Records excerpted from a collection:

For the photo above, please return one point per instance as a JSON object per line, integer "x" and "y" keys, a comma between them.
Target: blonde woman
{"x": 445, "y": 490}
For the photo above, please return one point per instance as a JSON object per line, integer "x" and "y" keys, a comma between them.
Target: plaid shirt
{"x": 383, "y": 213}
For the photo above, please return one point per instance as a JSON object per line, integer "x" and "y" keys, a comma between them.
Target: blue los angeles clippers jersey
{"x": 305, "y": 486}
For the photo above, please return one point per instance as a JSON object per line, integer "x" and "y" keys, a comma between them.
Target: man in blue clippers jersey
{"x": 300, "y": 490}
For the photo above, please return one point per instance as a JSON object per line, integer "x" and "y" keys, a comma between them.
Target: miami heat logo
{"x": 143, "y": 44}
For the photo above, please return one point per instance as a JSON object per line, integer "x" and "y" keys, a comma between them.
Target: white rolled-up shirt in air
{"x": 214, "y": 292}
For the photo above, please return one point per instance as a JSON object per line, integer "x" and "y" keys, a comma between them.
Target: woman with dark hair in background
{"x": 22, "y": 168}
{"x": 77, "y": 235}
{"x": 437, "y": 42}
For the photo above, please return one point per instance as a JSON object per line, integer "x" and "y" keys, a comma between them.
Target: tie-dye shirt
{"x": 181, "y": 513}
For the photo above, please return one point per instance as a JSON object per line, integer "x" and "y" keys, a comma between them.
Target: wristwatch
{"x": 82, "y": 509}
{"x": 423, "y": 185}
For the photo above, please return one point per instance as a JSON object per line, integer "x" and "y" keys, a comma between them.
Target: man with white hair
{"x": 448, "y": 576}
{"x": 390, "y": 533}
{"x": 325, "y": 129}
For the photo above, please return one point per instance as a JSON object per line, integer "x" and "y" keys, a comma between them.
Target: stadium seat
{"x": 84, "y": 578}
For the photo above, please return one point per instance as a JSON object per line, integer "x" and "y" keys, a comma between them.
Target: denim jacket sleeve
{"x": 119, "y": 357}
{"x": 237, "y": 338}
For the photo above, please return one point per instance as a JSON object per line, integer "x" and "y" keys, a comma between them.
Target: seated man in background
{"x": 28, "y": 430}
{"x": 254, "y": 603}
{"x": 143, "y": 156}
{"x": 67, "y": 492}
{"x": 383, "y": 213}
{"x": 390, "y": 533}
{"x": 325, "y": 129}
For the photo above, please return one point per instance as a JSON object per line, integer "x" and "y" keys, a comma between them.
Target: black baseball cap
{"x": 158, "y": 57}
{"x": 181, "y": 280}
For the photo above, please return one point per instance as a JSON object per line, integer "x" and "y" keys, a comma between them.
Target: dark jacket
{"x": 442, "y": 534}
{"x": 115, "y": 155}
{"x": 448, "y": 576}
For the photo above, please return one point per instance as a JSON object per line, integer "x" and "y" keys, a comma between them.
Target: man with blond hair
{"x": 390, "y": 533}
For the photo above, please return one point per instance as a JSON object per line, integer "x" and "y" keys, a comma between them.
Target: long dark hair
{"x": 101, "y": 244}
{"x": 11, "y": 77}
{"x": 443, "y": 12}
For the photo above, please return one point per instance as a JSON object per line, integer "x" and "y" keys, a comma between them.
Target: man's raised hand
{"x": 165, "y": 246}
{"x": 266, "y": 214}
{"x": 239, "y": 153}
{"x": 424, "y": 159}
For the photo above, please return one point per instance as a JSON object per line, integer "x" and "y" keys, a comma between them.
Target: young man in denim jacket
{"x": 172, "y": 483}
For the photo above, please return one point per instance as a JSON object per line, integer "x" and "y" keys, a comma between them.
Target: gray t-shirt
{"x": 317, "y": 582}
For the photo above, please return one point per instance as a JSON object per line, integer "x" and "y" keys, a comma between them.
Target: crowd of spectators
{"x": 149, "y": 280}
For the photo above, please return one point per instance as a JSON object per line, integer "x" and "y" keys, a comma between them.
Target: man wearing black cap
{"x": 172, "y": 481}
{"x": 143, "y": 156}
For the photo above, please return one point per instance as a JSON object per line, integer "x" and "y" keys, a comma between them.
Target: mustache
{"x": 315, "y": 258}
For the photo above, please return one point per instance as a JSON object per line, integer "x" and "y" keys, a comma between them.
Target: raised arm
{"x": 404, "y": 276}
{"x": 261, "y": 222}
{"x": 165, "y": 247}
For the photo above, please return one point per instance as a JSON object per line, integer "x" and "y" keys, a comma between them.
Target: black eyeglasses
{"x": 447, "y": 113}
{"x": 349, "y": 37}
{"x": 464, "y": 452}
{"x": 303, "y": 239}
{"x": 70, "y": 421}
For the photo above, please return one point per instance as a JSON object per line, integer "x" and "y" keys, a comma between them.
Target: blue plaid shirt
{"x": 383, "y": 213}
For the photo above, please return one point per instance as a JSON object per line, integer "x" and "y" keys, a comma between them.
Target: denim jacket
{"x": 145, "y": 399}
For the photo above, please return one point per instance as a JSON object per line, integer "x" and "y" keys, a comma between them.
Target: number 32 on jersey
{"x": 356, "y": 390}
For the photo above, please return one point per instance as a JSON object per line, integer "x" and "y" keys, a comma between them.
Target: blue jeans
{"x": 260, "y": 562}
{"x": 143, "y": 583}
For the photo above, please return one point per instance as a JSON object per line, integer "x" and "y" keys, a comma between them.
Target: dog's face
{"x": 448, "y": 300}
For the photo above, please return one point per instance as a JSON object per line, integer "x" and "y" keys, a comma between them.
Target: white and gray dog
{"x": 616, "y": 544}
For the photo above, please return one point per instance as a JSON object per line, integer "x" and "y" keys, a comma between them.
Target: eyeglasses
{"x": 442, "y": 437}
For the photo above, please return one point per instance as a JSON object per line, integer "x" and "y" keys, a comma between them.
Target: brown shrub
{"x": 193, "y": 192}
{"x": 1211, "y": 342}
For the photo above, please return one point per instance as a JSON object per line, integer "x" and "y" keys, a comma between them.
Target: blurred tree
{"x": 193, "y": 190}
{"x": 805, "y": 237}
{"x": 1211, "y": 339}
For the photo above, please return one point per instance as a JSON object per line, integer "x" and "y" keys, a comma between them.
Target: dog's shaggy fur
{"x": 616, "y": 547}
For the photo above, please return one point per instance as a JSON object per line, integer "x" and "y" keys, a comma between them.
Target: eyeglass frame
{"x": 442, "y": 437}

**What is required**
Gather every line in the records above that contains the string "eyeglasses", and copy each one out in full.

**Solution to this exercise**
Target: black eyeglasses
Target: eyeglasses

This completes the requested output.